DIRECTIONS:
(A) Decide whether each statement agrees with the Hillsdale Municipal Airport text: (i) the airport's single runway has an asphalt surface; (ii) the terminal and fuel can be reached only while the airport is staffed; (iii) two jets were based at the airport in the 12-month period ending December 31, 2021. Answer yes or no for each, quoting the words of the text that decide it.
(B) Carry the Hillsdale Municipal Airport text further, starting after its last sentence.

TEXT SHOWN:
Hillsdale Municipal Airport covers an area of 585 acre at an elevation of 1,184feet (360 m) above mean sea level. It has one runway designated 10/28 with an asphalt surface measuring 5,000 by 100 feet (1,524 x 30 m).

Since 2015, the airport has plans for a variety of upgrades to make the airport more easily navigable. This includes adding and expanding taxiways to connect runways with the airport's terminal, fuel farm, and hangars.

As of May 2022, studies are being conducted to determine the need and best locations for a new terminal at the airport. When the old terminal can be demolished, it will be replaced with new taxiways to provide space for parallel taxiways to support full-length runway departures.

The airport is staffed 12 months a year 8am-4:30pm Monday through Friday, 8am - 12:00pm Saturday and closed on Sundays. The terminal and fuel can be accessed 24 hours a day.

===Aircraft===
For the 12-month period ending December 31, 2021, the airport had 9,855 general aviation aircraft operations, an average of 27 per day. At that time there were 13 aircraft based at this airport: 12 single-engine airplanes and 1 jet.

[Dataset entries]
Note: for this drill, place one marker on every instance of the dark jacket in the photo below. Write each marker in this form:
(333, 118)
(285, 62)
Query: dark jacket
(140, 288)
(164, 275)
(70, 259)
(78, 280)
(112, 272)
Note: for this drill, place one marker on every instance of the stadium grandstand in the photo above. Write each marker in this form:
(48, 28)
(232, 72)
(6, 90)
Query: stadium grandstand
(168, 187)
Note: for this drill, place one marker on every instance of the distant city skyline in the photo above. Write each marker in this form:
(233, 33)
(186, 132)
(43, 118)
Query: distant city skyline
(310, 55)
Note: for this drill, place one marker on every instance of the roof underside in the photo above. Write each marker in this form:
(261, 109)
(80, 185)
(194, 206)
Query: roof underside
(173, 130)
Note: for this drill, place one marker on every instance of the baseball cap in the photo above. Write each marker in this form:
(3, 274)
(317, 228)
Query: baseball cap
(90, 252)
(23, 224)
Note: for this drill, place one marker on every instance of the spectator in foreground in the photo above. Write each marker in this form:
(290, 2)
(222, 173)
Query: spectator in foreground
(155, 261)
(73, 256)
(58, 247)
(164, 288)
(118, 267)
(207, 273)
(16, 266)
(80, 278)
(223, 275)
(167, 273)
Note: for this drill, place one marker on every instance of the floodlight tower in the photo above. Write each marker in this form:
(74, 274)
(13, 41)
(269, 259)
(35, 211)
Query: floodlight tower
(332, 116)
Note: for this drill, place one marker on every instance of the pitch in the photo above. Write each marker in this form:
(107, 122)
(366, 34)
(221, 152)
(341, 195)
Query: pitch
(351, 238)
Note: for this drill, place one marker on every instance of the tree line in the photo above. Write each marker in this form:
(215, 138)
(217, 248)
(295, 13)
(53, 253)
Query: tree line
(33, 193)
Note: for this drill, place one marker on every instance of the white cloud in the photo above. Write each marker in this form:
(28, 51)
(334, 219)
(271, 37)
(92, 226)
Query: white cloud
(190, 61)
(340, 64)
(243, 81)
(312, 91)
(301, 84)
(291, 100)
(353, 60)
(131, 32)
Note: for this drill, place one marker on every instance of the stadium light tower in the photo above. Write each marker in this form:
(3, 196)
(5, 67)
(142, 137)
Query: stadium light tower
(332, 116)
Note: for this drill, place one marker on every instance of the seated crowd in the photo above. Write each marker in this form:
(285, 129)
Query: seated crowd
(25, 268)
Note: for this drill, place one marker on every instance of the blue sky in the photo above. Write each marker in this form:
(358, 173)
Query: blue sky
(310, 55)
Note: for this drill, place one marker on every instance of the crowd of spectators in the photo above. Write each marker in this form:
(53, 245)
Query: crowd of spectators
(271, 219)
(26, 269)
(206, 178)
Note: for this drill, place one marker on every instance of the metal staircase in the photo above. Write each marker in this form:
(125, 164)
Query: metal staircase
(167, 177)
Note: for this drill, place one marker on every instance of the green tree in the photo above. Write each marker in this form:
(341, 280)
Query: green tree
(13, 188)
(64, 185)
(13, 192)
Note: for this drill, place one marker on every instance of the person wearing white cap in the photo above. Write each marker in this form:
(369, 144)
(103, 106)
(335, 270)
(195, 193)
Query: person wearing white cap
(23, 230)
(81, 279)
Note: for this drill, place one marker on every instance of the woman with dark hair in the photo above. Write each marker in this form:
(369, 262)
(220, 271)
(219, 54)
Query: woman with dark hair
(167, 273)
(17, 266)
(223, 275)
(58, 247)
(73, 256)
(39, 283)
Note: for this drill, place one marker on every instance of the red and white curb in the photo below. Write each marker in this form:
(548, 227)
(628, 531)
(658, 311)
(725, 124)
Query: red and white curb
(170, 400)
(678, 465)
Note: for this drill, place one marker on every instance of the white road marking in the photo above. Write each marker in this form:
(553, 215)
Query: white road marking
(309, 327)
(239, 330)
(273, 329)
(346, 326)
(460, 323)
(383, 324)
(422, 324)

---

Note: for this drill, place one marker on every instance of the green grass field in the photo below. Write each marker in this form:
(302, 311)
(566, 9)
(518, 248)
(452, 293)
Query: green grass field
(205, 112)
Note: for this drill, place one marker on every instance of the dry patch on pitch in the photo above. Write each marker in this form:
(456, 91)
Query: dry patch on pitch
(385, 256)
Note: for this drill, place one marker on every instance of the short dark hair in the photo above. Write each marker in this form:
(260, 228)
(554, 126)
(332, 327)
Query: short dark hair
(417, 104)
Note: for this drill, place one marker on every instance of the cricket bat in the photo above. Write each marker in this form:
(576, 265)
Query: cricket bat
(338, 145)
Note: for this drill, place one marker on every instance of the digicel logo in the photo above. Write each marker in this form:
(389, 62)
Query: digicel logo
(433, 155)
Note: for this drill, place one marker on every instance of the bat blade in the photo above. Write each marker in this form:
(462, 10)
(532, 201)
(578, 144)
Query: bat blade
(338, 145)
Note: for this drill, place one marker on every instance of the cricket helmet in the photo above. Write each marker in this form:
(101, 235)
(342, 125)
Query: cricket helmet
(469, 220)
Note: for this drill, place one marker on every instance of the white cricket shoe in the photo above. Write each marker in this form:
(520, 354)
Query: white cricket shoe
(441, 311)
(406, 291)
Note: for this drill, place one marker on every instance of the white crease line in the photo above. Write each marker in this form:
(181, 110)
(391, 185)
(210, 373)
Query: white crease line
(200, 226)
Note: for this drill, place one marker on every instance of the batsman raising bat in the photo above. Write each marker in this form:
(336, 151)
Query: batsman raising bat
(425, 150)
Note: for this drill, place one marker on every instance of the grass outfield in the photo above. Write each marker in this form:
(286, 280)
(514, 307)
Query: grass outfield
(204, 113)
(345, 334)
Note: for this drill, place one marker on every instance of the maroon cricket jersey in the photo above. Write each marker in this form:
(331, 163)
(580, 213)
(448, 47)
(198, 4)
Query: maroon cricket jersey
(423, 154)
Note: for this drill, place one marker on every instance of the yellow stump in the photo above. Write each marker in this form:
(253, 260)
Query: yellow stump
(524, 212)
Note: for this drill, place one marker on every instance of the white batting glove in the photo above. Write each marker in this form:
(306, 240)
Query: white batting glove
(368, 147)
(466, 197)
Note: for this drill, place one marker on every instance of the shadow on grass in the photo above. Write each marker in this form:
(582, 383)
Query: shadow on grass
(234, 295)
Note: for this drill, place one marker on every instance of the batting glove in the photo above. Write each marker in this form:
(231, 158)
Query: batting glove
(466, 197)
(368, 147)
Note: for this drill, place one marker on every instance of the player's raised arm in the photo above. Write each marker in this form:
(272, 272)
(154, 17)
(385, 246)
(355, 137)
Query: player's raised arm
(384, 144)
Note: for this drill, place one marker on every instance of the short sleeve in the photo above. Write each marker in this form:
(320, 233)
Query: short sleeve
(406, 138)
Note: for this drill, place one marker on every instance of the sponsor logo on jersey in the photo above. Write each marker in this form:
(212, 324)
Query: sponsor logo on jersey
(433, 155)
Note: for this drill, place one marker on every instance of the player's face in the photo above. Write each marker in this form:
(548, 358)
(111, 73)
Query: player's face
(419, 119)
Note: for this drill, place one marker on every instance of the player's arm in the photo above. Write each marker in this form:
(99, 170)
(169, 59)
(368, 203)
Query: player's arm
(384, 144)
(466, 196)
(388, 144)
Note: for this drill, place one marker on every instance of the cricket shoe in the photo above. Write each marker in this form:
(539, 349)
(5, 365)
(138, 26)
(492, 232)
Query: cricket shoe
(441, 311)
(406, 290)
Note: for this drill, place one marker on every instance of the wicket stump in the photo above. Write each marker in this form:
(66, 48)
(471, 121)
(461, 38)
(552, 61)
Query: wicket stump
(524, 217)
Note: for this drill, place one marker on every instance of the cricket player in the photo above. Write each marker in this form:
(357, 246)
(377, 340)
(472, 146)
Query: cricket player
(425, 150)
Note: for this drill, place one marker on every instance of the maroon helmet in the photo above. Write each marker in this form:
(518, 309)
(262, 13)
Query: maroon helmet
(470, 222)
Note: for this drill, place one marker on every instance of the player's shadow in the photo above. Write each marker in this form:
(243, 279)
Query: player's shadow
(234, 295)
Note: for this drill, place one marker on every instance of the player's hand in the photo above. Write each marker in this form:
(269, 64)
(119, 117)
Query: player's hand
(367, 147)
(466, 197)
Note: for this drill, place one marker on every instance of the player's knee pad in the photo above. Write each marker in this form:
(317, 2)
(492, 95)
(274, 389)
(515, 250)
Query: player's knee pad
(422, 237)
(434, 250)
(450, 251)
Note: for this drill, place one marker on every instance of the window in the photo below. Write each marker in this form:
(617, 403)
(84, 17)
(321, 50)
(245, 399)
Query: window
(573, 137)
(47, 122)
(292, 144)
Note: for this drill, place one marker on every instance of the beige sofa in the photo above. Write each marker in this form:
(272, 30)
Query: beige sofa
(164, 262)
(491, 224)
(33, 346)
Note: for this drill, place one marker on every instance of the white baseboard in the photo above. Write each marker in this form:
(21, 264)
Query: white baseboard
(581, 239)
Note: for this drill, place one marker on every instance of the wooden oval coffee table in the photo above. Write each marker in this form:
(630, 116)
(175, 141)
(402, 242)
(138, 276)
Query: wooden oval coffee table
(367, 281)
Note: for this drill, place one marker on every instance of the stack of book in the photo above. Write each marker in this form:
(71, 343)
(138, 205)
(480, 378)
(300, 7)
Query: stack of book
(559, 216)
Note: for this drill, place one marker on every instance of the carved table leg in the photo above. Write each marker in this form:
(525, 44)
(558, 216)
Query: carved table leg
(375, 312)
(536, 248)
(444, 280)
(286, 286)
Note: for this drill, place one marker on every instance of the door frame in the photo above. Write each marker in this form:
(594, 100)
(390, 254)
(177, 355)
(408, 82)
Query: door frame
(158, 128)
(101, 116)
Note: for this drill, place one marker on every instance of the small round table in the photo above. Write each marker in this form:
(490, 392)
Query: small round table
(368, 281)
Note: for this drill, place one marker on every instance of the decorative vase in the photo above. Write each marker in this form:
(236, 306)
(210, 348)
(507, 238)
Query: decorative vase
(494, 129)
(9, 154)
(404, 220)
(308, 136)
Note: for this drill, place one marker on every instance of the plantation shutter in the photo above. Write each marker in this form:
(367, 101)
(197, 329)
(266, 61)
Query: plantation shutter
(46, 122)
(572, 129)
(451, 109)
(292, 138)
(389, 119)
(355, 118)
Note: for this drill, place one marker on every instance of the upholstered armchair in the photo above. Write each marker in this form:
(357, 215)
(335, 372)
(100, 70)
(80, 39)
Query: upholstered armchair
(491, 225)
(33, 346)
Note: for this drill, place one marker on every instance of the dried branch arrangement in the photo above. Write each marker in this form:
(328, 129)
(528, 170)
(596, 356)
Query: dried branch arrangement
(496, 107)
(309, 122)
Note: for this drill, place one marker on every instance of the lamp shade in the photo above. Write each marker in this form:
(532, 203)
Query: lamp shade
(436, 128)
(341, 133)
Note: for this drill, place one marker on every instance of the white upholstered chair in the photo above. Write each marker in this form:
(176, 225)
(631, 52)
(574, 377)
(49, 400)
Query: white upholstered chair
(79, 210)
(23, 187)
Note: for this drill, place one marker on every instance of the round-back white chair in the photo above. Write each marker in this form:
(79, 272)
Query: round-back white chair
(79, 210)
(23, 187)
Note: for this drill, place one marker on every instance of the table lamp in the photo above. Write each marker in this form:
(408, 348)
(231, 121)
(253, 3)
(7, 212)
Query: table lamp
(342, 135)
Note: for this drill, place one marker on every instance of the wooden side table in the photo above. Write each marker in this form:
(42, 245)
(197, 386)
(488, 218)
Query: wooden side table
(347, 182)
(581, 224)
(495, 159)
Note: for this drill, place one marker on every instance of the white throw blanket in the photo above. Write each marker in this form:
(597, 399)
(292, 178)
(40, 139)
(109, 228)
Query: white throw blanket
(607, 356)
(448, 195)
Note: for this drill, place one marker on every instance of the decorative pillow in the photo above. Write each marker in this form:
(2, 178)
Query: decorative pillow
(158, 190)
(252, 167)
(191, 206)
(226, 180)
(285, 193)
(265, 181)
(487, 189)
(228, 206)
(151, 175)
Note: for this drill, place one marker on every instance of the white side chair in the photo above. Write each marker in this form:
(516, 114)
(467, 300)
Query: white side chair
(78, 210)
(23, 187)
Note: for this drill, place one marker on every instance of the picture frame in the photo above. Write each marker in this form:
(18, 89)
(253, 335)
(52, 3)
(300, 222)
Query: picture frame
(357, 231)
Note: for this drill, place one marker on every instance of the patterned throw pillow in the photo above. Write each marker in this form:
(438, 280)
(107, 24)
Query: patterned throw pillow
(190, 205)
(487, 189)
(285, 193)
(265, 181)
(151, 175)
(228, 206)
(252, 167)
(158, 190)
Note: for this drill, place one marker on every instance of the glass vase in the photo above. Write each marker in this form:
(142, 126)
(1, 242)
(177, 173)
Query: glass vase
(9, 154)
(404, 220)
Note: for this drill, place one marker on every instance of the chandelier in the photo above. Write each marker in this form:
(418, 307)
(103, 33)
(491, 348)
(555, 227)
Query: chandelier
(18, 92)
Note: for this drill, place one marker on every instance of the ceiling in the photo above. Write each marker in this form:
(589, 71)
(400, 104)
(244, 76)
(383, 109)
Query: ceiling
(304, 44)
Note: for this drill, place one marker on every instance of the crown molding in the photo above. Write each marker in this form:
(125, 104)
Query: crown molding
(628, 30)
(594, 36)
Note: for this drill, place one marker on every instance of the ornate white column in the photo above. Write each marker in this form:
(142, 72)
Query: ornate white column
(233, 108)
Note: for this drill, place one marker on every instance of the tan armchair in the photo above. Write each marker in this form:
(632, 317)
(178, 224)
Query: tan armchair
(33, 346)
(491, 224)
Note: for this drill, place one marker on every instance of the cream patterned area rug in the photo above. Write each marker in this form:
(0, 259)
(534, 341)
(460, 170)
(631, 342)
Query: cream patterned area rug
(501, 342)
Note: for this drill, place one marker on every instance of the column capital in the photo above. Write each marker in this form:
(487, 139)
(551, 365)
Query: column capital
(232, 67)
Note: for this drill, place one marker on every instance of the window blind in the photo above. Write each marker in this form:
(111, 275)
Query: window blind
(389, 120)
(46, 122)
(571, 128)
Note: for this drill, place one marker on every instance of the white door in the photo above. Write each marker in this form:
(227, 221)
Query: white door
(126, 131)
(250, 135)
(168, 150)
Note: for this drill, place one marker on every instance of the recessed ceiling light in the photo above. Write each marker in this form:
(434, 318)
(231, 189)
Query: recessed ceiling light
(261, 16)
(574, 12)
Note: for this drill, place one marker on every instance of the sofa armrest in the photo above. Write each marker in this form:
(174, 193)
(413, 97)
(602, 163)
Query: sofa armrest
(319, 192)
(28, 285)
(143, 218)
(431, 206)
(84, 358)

ANSWER SET:
(A)
(i) Yes: "It has one runway designated 10/28 with an asphalt surface"
(ii) No: "The terminal and fuel can be accessed 24 hours a day."
(iii) No: "12 single-engine airplanes and 1 jet."

(B)
==Accidents and incidents==
- On August 10, 2006, a Flight Design CTSW was damaged during a hard landing at Hillsdale Municipal Airport. The pilot, who had just finished an hour of dual instruction in the aircraft, reported he touched down hard, bounced, and touched down hard a second time, at which point the nose landing gear bent and the plane went off the side of the runway. The broken nose gear became stuck in the grass and the aircraft nosed over. The probable cause was found to be the pilot's misjudged flare, resulting in a hard landing, and his improper recovery from the bounced landing, which resulted in the overload failure of the nose landing gear and subsequent nose over.
- On June 24, 2007, an Aeronca 7EC Champion crashed on landing at Hillsdale. At the end of the landing roll, a gust of wind pushed the tail of the airplane left. The pilot applied brakes to avoid hitting a runway marker, but he applied too much brake at the tail came over, the prop struck, and the plane became inverted. The probable cause was found to be the pilot's failure to maintain aircraft control during the rollout.
- On November 21, 2012, a Piper Cherokee impacted trees and terrain while on approach to Hillsdale. The pilot had flown to Ohio to have lunch before returning to Hillsdale at sunset. Another pilot who had landed soon before reported hazy conditions but that the pilot controlled lighting was visible from at least 5 miles away. The probable cause was found to be the pilot's failure to maintain clearance from terrain during a straight-in night visual flight rules approach to land in hazy weather conditions.